EXERCISE DESCRIPTION: Nothing but the lines from the one with "# and there" through the last line of the entries below should appear in the copy, please, and no pictures.

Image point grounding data
========================================================================
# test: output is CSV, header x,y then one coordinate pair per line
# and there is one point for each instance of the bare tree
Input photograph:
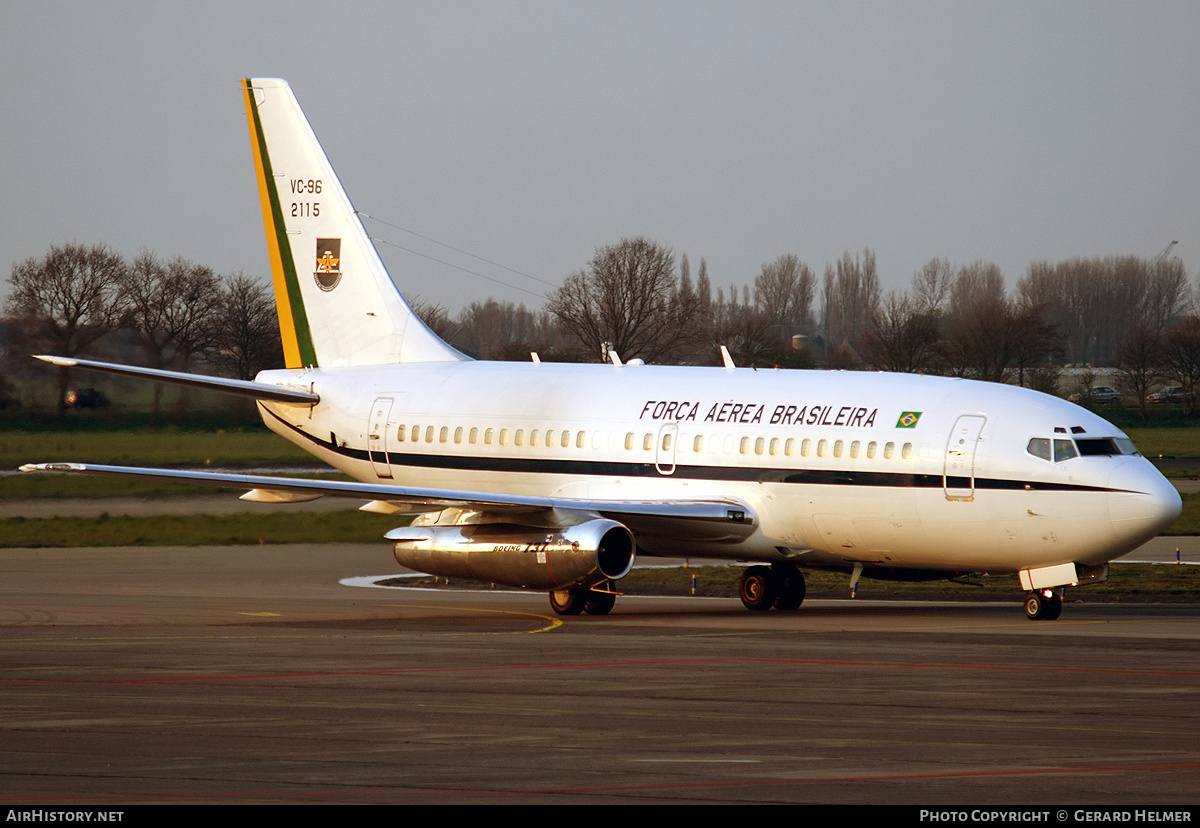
x,y
904,336
246,337
1139,360
931,285
629,298
65,301
1182,359
850,297
171,307
784,292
========================================================================
ANSWER BELOW:
# and there is one point for each instance of the bare tree
Input photograph:
x,y
904,336
246,337
1139,360
931,285
629,298
65,301
1182,359
850,297
171,307
784,292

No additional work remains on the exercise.